* START PROVIDED TEXT *
Brian Towne likes to describe LaSalle County not by where it is but, more precisely, by where it isn’t.
LaSalle County, where Towne was born 48 years ago and where he’s been state’s attorney since 2006, is an hour south of Rockford, an hour east of the Quad Cities, an hour north of Bloomington and an hour west of Chicago.
To some people, Towne said, that puts the 111,000-person county squarely in the middle of nowhere.
“Of course, I consider it the center of the universe,” said the tall and bespectacled Towne, smiling at his punchline while wearing a black-and-charcoal pinstriped suit with a red tie during an October interview in his office.
Towne himself is at the center of a lawsuit that has ballooned into the fight of his political career.
The lawsuit is over the legality of a highway drug interdiction program he created five years ago. Pending before the Illinois Supreme Court when Chicago Lawyer went to press, the case could significantly redefine and expand the power of Illinois prosecutors, should Towne win. A loss — or simply the Supreme Court declining to hear Towne’s appeal from a 3rd District Appellate Court ruling — could make LaSalle County the target of civil lawsuits filed by up to 77 people arrested for drug offenses since 2011, which would complicate Towne’s re-election bid next November, the first time he will run in a contested race.
The question at the heart of the case is about the proper roles of police and prosecutors: Can a state’s attorney’s investigator make arrests?
* END PROVIDED TEXT *
**GOAL OF THE EXERCISE**
What comes next in the article about Brian Towne and the LaSalle County drug interdiction lawsuit? Write it, starting after its final sentence. The listing is separate material with no connection to the article about Brian Towne.
* START PROVIDED DATA *
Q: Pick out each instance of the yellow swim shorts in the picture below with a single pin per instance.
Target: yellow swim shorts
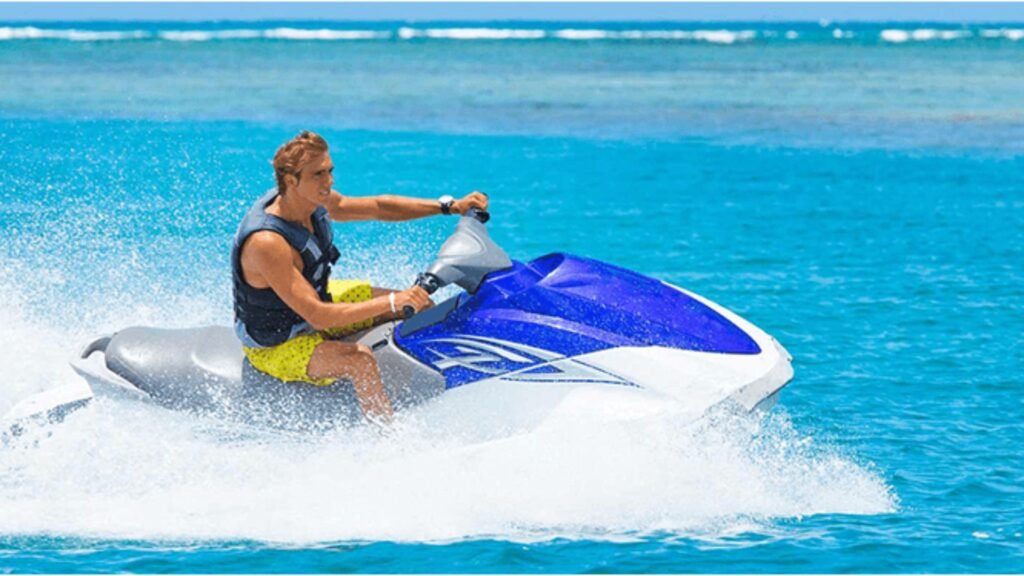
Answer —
(290, 361)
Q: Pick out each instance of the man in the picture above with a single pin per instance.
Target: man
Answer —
(286, 307)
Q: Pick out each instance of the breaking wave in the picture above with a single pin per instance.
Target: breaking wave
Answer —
(407, 33)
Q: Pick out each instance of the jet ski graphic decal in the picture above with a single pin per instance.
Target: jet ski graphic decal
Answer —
(512, 361)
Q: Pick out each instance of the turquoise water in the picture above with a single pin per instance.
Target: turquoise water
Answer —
(855, 194)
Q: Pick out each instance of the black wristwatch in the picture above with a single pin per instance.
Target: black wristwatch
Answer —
(445, 201)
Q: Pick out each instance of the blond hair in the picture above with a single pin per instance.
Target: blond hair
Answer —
(293, 154)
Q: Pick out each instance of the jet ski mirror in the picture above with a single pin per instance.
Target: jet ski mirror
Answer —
(465, 258)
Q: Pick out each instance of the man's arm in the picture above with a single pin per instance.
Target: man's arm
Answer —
(268, 256)
(395, 208)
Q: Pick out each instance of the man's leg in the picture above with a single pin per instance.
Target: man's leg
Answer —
(356, 363)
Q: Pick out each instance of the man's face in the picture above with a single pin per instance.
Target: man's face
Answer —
(315, 179)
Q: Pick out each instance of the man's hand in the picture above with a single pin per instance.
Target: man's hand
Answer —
(415, 296)
(472, 200)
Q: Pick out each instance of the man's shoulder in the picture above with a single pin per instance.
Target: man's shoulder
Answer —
(266, 240)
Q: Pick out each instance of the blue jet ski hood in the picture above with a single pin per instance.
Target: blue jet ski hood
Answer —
(561, 305)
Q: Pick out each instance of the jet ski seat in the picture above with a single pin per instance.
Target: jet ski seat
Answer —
(204, 369)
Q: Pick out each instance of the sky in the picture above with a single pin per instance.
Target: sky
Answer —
(580, 11)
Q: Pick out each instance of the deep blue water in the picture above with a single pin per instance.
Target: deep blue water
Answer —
(858, 197)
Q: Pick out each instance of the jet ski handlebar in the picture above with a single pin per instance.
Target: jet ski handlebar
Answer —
(464, 259)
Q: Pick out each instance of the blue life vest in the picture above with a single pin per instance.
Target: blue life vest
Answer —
(261, 318)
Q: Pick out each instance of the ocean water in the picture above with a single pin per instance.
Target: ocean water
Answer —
(853, 190)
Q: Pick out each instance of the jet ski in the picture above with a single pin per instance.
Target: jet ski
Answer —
(554, 324)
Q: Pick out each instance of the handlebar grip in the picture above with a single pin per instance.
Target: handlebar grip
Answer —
(429, 283)
(481, 215)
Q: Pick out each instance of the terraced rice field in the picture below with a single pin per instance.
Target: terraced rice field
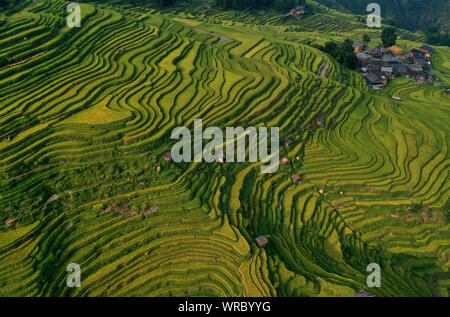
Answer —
(86, 116)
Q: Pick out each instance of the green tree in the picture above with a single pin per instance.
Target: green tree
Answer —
(388, 37)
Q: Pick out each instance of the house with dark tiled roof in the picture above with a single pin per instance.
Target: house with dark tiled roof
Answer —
(428, 50)
(363, 57)
(358, 46)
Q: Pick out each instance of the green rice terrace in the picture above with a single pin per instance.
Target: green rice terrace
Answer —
(86, 115)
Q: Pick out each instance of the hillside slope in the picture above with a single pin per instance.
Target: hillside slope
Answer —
(78, 189)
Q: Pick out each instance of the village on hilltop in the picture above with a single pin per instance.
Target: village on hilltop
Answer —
(378, 65)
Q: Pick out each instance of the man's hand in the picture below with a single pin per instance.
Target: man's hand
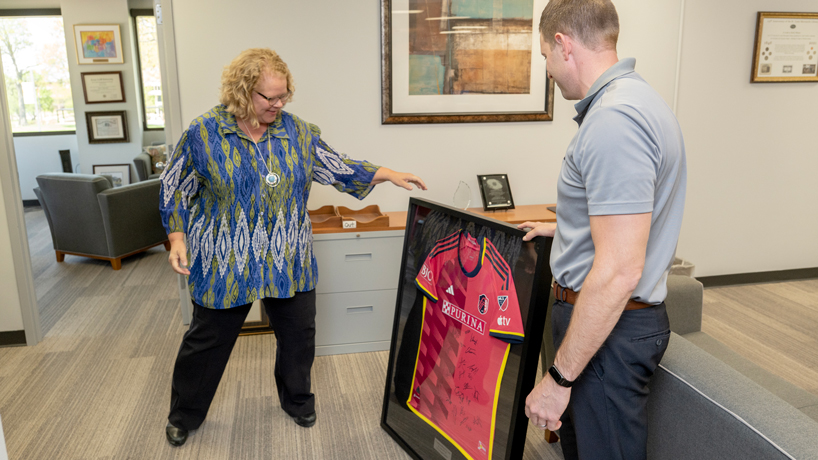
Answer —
(546, 403)
(537, 229)
(404, 180)
(178, 253)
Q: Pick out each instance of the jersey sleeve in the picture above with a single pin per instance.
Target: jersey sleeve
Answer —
(427, 276)
(507, 323)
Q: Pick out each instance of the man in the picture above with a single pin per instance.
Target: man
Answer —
(620, 198)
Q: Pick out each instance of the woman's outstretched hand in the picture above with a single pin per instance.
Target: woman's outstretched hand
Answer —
(178, 253)
(404, 180)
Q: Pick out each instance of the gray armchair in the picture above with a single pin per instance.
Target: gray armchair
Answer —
(89, 218)
(142, 162)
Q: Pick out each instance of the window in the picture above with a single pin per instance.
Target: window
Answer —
(35, 65)
(150, 76)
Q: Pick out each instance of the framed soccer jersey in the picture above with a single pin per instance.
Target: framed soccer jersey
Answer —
(471, 304)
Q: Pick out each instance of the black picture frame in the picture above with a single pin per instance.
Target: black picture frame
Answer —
(528, 261)
(495, 191)
(427, 113)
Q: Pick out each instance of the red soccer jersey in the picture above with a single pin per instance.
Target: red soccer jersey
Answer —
(470, 318)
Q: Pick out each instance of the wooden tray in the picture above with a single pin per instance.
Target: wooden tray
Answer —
(325, 217)
(370, 216)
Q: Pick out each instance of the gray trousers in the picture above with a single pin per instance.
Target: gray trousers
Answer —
(606, 417)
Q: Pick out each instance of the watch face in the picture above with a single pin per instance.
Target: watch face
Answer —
(557, 376)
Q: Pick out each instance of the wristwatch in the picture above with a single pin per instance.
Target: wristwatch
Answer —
(557, 375)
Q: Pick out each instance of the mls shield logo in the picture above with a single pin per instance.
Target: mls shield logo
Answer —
(426, 273)
(483, 304)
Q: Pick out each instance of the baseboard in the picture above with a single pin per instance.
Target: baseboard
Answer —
(12, 338)
(759, 277)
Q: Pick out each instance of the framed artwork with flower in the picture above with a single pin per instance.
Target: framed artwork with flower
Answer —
(98, 44)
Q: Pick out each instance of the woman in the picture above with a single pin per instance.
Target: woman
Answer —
(237, 186)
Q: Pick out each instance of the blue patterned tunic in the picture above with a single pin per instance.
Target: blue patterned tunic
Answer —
(245, 239)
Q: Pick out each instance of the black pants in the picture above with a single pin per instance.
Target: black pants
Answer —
(206, 348)
(607, 417)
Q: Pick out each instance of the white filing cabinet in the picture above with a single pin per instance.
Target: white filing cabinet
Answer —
(357, 290)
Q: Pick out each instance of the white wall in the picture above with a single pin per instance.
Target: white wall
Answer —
(333, 51)
(39, 155)
(11, 318)
(751, 150)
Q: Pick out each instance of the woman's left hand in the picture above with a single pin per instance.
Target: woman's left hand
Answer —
(400, 179)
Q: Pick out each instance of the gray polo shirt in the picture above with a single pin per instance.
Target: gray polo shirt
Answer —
(627, 157)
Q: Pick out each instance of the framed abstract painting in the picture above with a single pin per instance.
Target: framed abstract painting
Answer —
(458, 61)
(98, 44)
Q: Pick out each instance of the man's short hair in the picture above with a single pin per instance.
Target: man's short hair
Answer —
(594, 23)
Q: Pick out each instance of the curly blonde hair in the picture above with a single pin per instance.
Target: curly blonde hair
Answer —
(241, 76)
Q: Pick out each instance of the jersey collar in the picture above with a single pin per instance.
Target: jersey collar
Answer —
(482, 254)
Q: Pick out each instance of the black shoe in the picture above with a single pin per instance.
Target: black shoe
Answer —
(305, 420)
(178, 436)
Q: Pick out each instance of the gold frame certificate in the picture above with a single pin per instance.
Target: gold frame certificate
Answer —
(101, 87)
(786, 48)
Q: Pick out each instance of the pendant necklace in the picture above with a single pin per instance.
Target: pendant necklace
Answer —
(272, 179)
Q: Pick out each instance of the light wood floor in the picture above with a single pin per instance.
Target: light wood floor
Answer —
(775, 325)
(98, 385)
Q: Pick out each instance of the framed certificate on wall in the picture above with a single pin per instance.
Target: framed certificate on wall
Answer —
(786, 48)
(101, 87)
(107, 127)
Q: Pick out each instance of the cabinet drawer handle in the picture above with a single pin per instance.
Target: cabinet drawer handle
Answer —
(358, 257)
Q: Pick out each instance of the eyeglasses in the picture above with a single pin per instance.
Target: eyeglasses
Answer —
(274, 100)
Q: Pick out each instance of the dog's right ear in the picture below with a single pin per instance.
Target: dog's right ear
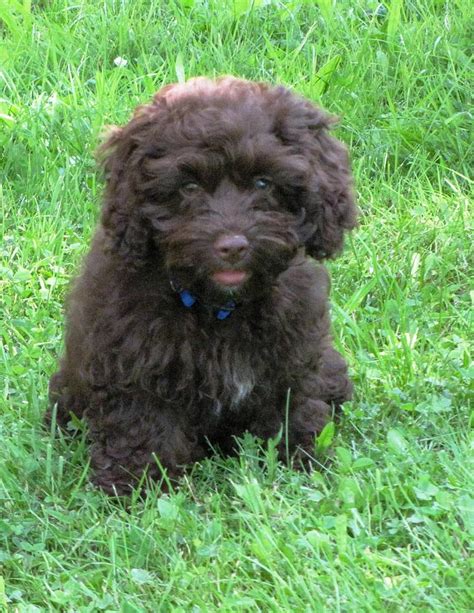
* END PROVIDED DATA *
**RESPONSE**
Other questions surround Towne’s forfeiture fund, which swelled during the four-year run of his controversial State’s Attorney Felony Enforcement Unit, known as SAFE.
An analysis of expense records obtained through a Freedom of Information Act request shows roughly one-fifth of the spending from Towne’s drug forfeiture account — more than $95,000 — was spent on travel expenses for law enforcement conferences. That total includes more than $17,000 in checks made out to him or his employees for “per diem” payments while traveling.
Towne downplays questions about that spending, stressing the importance of continuing education for his attorneys and investigators. Other lawyers, though, say it is evidence that the SAFE unit was nothing more than a brazen cash grab.
“He completely eliminated one of the checks and balances of government on police behavior,” said Stephen Komie, the lawyer opposing Towne in the case awaiting a Supreme Court decision. “He made himself chief of police of his own highway patrol.”
The highway patrol
However one chooses to define LaSalle County, its most important feature for purposes of this story is the 30-mile stretch of Interstate 80 that divides the county’s northern and southern halves. I-80 similarly divides the nation, stretching nearly 3,000 miles from San Francisco to Teaneck, N.J., just outside Manhattan, making it a convenient route for large-scale drug trafficking.
Since 2011, the roughly 1 percent of the road under LaSalle County’s jurisdiction has been a particularly treacherous sliver for drug runners. That’s when Towne created the SAFE unit by hiring a longtime friend and retired Illinois State Police officer as a special investigator in his office.
Towne’s special investigators had one job: Pull over cars with out-of-state plates suspected of hauling illegal drugs or the cash resulting from a drug deal. If drugs are found, make the arrest and confiscate the contraband and cash.
Towne is particularly focused on the cash.
“The best way to punish drug dealers is to take their money away,” Towne said. “They can always get more drugs. But the money is why they do this.”
The SAFE unit initiated 77 drug-offense prosecutions. The majority were for possession of cannabis with intent to deliver. Of those charges, 65 resulted in convictions, according to records obtained through a Freedom of Information Act request.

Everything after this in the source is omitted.